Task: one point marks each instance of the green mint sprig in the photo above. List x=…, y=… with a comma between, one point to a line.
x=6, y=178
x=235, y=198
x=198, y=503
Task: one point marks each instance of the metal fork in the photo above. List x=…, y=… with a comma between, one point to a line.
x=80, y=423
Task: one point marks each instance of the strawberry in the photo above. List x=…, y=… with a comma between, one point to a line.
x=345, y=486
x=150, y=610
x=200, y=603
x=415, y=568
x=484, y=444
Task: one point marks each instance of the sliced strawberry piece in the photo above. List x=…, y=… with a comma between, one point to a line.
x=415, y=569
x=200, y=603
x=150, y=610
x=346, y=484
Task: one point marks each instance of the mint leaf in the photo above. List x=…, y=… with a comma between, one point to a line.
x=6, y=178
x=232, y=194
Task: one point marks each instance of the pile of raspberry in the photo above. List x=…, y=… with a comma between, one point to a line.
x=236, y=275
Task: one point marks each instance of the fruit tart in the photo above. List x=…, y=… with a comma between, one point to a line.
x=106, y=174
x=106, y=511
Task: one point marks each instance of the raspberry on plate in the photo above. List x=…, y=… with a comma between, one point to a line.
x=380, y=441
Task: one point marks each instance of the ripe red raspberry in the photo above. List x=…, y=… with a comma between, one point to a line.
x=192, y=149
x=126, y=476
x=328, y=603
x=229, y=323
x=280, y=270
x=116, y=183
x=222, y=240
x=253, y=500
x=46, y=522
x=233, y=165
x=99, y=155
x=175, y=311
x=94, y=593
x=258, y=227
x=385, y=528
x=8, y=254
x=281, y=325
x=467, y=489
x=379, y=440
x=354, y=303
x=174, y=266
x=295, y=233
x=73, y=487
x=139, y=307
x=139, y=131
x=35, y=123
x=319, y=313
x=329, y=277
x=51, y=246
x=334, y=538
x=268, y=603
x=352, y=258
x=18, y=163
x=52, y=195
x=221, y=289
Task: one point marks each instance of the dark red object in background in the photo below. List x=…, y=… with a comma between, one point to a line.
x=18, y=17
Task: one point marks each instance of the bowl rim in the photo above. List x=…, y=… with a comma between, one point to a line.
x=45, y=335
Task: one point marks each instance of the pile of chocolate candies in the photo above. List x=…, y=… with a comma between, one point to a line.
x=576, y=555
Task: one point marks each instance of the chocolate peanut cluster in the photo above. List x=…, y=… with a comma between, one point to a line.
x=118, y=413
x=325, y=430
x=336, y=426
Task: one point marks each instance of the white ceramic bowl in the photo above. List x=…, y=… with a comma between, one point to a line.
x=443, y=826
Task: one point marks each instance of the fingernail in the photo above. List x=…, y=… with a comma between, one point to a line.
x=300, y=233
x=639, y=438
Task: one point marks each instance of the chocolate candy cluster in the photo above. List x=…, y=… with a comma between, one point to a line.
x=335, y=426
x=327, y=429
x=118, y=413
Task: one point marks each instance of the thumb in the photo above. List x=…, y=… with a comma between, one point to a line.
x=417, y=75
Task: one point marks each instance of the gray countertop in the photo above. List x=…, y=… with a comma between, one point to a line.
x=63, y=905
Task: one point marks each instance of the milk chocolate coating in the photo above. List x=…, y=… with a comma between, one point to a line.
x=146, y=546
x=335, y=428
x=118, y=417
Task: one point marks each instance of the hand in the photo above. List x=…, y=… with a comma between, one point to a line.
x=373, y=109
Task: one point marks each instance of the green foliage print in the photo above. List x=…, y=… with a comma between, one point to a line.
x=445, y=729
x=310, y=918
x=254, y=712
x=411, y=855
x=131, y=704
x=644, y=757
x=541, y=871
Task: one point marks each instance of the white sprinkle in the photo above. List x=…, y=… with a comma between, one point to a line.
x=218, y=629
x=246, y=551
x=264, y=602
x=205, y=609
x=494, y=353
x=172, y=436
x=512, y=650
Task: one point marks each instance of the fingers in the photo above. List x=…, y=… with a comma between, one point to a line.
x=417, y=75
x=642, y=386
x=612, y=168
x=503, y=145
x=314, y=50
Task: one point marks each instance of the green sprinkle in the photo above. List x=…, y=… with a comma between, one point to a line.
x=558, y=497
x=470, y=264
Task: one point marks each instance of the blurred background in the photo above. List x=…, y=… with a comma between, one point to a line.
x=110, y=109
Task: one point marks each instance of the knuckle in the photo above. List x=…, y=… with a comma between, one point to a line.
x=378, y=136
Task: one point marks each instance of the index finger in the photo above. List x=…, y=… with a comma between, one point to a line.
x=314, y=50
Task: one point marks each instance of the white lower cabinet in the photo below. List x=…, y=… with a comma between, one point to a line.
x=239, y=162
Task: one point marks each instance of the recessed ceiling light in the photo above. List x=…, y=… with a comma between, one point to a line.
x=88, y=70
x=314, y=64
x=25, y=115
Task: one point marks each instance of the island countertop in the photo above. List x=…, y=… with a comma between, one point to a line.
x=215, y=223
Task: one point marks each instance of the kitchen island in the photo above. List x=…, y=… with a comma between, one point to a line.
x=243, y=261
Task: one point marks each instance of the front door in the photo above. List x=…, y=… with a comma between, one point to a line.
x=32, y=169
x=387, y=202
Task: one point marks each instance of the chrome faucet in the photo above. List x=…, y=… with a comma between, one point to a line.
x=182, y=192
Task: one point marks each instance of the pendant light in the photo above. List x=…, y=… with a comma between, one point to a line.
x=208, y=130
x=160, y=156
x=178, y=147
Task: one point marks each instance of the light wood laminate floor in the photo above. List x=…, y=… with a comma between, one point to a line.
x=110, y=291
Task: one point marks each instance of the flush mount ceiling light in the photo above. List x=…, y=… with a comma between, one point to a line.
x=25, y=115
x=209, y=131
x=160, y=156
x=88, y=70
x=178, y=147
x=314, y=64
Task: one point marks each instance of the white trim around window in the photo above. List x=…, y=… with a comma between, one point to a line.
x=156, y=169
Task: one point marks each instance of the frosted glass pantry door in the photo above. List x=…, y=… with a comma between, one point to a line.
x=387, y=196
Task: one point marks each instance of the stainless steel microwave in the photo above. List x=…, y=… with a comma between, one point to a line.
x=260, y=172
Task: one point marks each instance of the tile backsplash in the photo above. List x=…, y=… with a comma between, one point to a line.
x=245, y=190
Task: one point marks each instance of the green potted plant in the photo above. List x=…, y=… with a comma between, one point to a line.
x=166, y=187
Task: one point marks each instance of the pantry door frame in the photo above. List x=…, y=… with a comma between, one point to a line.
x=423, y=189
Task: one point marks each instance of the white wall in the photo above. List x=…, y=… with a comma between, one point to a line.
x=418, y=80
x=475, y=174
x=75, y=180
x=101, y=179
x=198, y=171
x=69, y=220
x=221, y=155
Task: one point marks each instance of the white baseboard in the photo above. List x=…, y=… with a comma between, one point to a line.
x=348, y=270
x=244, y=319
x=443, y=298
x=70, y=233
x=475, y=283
◆ ◆ ◆ ◆ ◆ ◆ ◆
→ WORK INSTRUCTIONS: Retype the material in full. Keep every character as it is.

→ PROBLEM SOLUTION:
Task: one point marks each instance of the green mint sprig in the photo above. List x=…, y=… with a comma between, one point to a line.
x=6, y=178
x=235, y=198
x=198, y=503
Task: one point marks each instance of the metal fork in the photo above. List x=…, y=… with a comma between, one point to a line.
x=80, y=423
Task: one point marks each instance of the strawberry in the photo above. List x=…, y=… with a comma between, one point to a line.
x=345, y=486
x=150, y=610
x=200, y=603
x=415, y=568
x=484, y=444
Task: one point marks each instance of the sliced strawberry piece in the photo above. List x=…, y=… with a comma between, one point to a line.
x=415, y=569
x=200, y=603
x=150, y=610
x=346, y=484
Task: one point marks each instance of the mint leaf in the photo above. List x=…, y=… with a comma between, one point to a line.
x=6, y=178
x=232, y=194
Task: one point marks each instance of the pile of raspberry in the photo above. List x=…, y=… with a comma between, one point to a line.
x=236, y=275
Task: one point marks each instance of the fruit tart in the photo above. List x=…, y=… with a comma between, one point to a line.
x=106, y=174
x=106, y=511
Task: one point marks each instance of the raspberry on plate in the photo above. List x=…, y=… with a comma between, one point to a line.
x=380, y=441
Task: one point marks each instance of the ripe red raspberry in the photo above. List x=…, y=… with a comma between, one point to a line.
x=192, y=149
x=126, y=476
x=328, y=603
x=229, y=323
x=280, y=270
x=116, y=183
x=222, y=240
x=253, y=500
x=46, y=522
x=233, y=165
x=99, y=155
x=175, y=311
x=94, y=593
x=258, y=227
x=385, y=528
x=8, y=254
x=281, y=325
x=467, y=489
x=379, y=440
x=354, y=303
x=174, y=266
x=295, y=233
x=73, y=487
x=139, y=307
x=139, y=131
x=35, y=123
x=319, y=313
x=329, y=277
x=51, y=246
x=334, y=538
x=268, y=603
x=352, y=258
x=18, y=163
x=52, y=195
x=221, y=289
Task: one point marks each instance of the dark red object in background in the photo below. List x=…, y=… with a comma between, one point to a line.
x=18, y=17
Task: one point marks each instance of the bowl rim in the photo above. List x=…, y=… with a comma between, one point to a line.
x=45, y=335
Task: one point marks each instance of the pile of chocolate candies in the photo above. List x=…, y=… with a comma between, one point to a line.
x=576, y=555
Task: one point marks each instance of the chocolate peanut cluster in the photo above. List x=…, y=… with a comma between, one point to a line.
x=118, y=413
x=325, y=430
x=336, y=426
Task: one point marks each instance of the white ceramic bowl in the photo above. List x=…, y=… with a comma between, one point to a line.
x=443, y=826
Task: one point marks each instance of the fingernail in the photo above. List x=…, y=… with a comma between, one point to a line.
x=300, y=233
x=639, y=438
Task: one point marks each instance of the chocolate candy cluster in the photo above. List x=…, y=… with a comma between, one point to a line.
x=335, y=426
x=327, y=429
x=118, y=413
Task: one point marks each instance of the thumb in the photo above. List x=…, y=… with a comma between, one point to a line.
x=417, y=75
Task: one point marks each instance of the gray countertop in the photo above. List x=…, y=… with a comma between, one point to a line.
x=63, y=905
Task: one point marks each instance of the milk chocolate coating in the photo above. List x=…, y=… with a comma between, one point to a line.
x=146, y=546
x=335, y=428
x=118, y=417
Task: one point marks each instance of the hand in the photo above. List x=…, y=… with a comma between, one point to a line.
x=373, y=109
Task: one point marks each instance of the green foliage print in the photo above. List x=…, y=… with a comma between, one point to a line.
x=445, y=729
x=310, y=918
x=254, y=712
x=411, y=855
x=131, y=704
x=644, y=757
x=541, y=871
Task: one point marks each instance of the white sprinkle in the photo above. List x=…, y=… with a comma between, one point to a line.
x=218, y=629
x=246, y=551
x=264, y=602
x=205, y=609
x=494, y=353
x=172, y=436
x=512, y=650
Task: one point marks each instance of the fingers in the photo above. List x=…, y=… with a comma between, one point to a line.
x=417, y=75
x=642, y=386
x=612, y=168
x=503, y=145
x=314, y=50
Task: one point marks each instance of the green sprinkle in the photo above. List x=…, y=… with a comma between, one point to a line.
x=558, y=497
x=470, y=264
Task: one point marks each instance of the blurred background in the photo above. List x=…, y=… with a comma between, one point to a line.
x=110, y=109
Task: one point marks each instance of the knuckle in the photo above. List x=…, y=… with a comma between, one point to a line.
x=378, y=136
Task: one point marks each instance of the index finger in the photo above. List x=…, y=… with a comma between, one point to a line.
x=314, y=50
Task: one point marks each instance of the white lower cabinet in the photo below. List x=…, y=… with a comma between, one point to a line.
x=239, y=162
Task: one point marks each instance of the recessed ceiling light in the photo above. List x=…, y=… with a comma between, one point to a line.
x=88, y=70
x=314, y=64
x=25, y=115
Task: one point marks each instance of the island countertop in the photo above. List x=…, y=… with a comma between, one point to a line.
x=215, y=223
Task: one point marks each instance of the kitchen island in the photo above. List x=…, y=… with a comma between, one point to a line.
x=243, y=261
Task: one point marks each instance of the front door in the photo above. List x=…, y=… with a comma between, one point to a line.
x=32, y=169
x=387, y=202
Task: one point marks each instance of the chrome faucet in the photo above. List x=…, y=… with a comma between, one point to a line.
x=182, y=192
Task: one point marks each instance of the pendant light in the photo above. List x=…, y=… with a comma between, one point to a line.
x=208, y=130
x=160, y=156
x=178, y=147
Task: one point marks each instance of the light wood laminate floor in the photo above. List x=…, y=… with a comma between, one point to a line.
x=110, y=291
Task: one point marks each instance of the flush mount ceiling light in the photo above. List x=…, y=… with a comma between, one point to a line.
x=25, y=115
x=209, y=131
x=160, y=156
x=88, y=70
x=178, y=147
x=314, y=64
Task: one point marks each instance of the white trim around window in the photo above. List x=…, y=… with a comma between, one point to a line.
x=156, y=169
Task: one point marks each instance of the frosted glass pantry door in the photo above. List x=…, y=… with a comma between, one point to a line.
x=387, y=196
Task: one point marks each instance of the stainless steel microwave in the photo above. List x=…, y=… with a comma between, one point to a line.
x=260, y=172
Task: one point marks each instance of the tile backsplash in the photo above. List x=…, y=… with a comma between, one point to a line.
x=245, y=190
Task: one point marks each instance of the green potted plant in the photo above. List x=…, y=… with a comma between, one point to a line.
x=166, y=187
Task: one point marks each instance of the pantry door frame in the photo above. List x=…, y=… with a comma between, one point to a line.
x=423, y=189
Task: one point marks each instance of the white wall in the photo above. List x=…, y=… with a comma between, one point to a line.
x=418, y=80
x=475, y=174
x=75, y=180
x=101, y=179
x=198, y=171
x=69, y=220
x=221, y=155
Task: one point marks each instance of the white baseboard in the photo above. List x=…, y=… with a comma between, one point to a line.
x=348, y=270
x=244, y=319
x=443, y=298
x=70, y=233
x=475, y=283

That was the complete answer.